─── Provided data

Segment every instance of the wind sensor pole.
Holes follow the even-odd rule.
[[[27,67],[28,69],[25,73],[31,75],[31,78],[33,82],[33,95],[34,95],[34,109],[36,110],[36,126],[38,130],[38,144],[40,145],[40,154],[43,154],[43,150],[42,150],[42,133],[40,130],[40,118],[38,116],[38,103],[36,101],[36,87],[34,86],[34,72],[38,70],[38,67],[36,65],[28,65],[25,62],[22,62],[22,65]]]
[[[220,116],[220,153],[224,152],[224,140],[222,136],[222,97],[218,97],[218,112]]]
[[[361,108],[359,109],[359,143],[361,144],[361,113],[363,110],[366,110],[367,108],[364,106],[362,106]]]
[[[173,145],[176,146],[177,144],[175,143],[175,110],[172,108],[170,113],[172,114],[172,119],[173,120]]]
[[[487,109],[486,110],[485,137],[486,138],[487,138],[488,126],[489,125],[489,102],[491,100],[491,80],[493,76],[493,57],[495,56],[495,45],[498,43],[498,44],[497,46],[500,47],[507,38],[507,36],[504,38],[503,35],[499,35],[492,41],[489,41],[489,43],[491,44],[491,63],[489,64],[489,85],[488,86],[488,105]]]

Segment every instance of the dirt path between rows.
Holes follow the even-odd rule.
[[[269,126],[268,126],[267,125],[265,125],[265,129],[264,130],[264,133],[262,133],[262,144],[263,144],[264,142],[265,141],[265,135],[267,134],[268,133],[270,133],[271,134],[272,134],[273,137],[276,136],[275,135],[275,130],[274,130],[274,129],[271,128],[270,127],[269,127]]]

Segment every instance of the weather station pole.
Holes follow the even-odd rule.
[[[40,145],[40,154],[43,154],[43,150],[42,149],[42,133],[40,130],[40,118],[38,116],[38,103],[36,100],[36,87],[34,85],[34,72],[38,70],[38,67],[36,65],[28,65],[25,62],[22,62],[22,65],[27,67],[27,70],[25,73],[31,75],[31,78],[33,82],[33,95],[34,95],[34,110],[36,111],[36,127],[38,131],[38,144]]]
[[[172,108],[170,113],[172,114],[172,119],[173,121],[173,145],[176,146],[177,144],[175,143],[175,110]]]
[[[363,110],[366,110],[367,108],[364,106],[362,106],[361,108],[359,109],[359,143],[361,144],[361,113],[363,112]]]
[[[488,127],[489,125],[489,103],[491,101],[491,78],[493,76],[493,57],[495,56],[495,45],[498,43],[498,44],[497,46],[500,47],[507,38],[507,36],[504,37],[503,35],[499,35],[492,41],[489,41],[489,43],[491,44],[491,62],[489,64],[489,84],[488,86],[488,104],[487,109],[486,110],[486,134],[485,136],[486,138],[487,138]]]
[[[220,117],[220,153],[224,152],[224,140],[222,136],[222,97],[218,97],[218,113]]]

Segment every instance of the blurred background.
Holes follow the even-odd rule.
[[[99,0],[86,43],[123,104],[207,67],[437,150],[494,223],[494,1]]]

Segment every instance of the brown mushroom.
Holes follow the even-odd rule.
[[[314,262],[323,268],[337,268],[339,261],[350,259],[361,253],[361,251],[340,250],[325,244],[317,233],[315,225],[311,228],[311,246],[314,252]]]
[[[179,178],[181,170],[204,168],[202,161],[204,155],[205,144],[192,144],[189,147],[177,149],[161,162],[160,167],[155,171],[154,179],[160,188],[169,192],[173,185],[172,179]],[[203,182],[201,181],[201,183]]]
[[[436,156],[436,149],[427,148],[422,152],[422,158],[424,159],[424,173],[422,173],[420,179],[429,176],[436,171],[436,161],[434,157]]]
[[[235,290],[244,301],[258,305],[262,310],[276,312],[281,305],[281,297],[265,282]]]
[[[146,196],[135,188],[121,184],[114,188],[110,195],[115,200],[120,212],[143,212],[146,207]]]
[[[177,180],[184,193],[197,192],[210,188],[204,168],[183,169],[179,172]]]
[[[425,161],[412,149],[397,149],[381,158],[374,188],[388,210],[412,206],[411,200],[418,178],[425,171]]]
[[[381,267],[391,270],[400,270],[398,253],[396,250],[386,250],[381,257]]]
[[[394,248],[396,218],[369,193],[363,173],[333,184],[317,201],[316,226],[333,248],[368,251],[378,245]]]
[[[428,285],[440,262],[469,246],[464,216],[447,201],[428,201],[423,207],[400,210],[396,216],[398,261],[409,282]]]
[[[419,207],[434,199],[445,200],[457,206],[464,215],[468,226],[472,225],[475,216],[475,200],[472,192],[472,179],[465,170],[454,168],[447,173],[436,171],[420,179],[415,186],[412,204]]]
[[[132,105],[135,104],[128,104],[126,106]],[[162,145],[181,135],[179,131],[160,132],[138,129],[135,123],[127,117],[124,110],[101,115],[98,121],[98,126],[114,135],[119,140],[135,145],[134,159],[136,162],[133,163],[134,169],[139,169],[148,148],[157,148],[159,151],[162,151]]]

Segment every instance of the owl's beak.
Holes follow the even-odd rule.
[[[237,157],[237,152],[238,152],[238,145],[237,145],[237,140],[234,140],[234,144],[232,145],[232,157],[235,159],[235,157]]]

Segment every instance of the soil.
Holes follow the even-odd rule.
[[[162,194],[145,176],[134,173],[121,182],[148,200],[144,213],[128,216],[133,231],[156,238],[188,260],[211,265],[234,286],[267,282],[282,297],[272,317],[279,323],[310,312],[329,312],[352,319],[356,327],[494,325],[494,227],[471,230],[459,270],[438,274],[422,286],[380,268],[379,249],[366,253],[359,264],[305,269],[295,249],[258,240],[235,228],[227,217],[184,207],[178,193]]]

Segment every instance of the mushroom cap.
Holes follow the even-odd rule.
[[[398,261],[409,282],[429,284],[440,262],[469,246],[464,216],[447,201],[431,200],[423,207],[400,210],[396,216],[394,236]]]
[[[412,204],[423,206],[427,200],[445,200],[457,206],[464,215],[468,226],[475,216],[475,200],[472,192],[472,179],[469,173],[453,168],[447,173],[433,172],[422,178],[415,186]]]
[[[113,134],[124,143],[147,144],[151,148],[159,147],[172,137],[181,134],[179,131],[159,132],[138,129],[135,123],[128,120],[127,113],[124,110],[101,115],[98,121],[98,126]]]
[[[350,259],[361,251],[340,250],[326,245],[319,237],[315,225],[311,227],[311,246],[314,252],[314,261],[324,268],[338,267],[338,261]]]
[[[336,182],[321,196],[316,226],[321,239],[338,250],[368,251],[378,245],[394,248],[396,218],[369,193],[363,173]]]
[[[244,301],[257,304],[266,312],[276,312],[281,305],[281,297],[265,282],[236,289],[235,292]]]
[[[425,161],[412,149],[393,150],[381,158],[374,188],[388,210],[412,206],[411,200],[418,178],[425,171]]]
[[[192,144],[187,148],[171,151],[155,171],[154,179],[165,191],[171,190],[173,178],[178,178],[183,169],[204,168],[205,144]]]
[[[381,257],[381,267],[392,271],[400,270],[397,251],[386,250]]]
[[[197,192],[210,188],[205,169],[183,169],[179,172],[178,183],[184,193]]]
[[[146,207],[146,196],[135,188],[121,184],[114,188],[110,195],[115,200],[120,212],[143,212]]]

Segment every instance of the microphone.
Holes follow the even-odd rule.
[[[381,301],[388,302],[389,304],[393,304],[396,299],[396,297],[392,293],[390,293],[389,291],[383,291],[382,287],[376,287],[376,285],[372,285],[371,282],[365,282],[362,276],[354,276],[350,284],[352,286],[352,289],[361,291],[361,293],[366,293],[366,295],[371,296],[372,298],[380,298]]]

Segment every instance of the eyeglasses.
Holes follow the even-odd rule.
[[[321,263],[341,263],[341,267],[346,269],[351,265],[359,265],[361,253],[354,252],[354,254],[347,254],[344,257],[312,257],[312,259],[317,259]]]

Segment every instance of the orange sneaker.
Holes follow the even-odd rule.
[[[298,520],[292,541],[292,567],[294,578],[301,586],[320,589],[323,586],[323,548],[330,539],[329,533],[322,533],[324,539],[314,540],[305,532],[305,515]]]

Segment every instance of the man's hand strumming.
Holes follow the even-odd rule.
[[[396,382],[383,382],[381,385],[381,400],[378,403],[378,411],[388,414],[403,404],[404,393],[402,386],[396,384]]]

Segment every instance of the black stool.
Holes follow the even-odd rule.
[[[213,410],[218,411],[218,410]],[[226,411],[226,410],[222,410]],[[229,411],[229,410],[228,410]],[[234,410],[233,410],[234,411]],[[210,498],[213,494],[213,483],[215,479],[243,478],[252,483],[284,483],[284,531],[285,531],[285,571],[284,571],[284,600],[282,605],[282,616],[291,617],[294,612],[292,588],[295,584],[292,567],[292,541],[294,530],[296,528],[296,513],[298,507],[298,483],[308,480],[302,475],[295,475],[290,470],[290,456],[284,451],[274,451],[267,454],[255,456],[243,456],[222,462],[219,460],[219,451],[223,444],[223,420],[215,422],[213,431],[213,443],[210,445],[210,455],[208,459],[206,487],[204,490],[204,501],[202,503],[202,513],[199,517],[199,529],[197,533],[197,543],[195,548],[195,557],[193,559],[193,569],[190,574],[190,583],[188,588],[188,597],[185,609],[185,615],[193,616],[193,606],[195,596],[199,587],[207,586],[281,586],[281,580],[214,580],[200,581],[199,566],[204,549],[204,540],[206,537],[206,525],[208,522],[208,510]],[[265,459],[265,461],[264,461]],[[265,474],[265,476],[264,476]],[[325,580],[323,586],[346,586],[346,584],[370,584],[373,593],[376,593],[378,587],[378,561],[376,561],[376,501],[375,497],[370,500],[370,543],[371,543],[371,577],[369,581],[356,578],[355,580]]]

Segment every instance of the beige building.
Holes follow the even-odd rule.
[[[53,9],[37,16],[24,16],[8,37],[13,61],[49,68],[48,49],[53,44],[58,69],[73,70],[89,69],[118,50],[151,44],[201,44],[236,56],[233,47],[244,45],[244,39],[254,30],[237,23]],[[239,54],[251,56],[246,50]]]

──────

● **Problem statement**
Please reproduce the listing word for word, from the line containing "Segment every instance of the beige building." through the end of the listing.

● **Task output**
Segment every instance of the beige building.
Holes follow the even-odd rule.
[[[53,9],[37,16],[24,16],[8,37],[13,61],[49,68],[48,49],[53,44],[58,69],[73,70],[89,69],[118,50],[151,44],[201,44],[236,56],[233,47],[244,45],[244,39],[254,30],[237,23]],[[239,54],[251,56],[246,50]]]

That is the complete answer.